__Problem requirements__
Write out the data exactly as given, dropping every picture.

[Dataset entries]
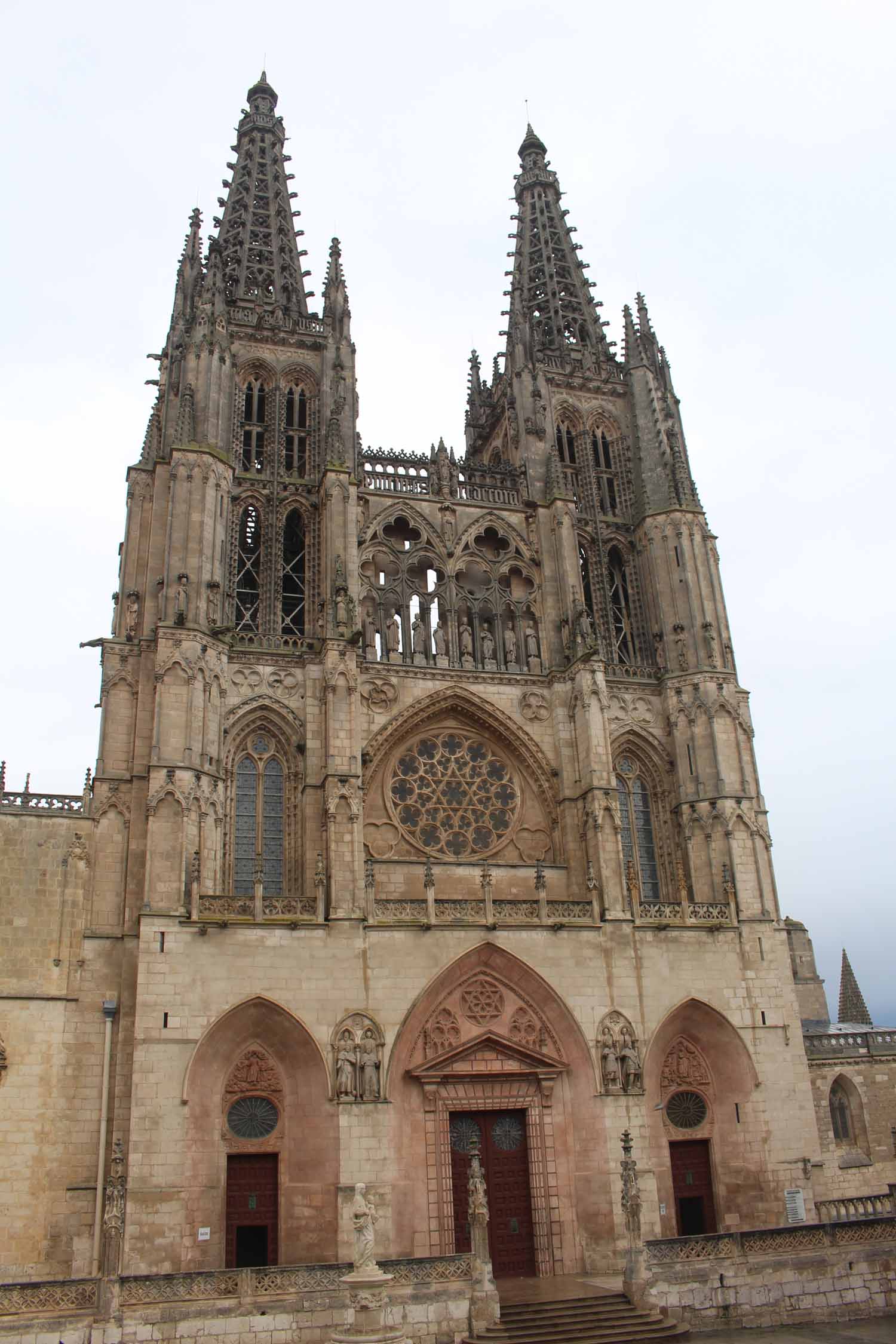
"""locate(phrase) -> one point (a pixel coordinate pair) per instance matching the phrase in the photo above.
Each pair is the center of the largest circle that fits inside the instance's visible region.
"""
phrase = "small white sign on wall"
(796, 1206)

__Written reply__
"""locate(phrase) -> one point (a pixel coordinate pair) per instance matching the phrase in the photo above.
Each pair is the center of the largest circle that fits inside the instance's visible region.
"""
phrase = "small white sign on wall"
(796, 1206)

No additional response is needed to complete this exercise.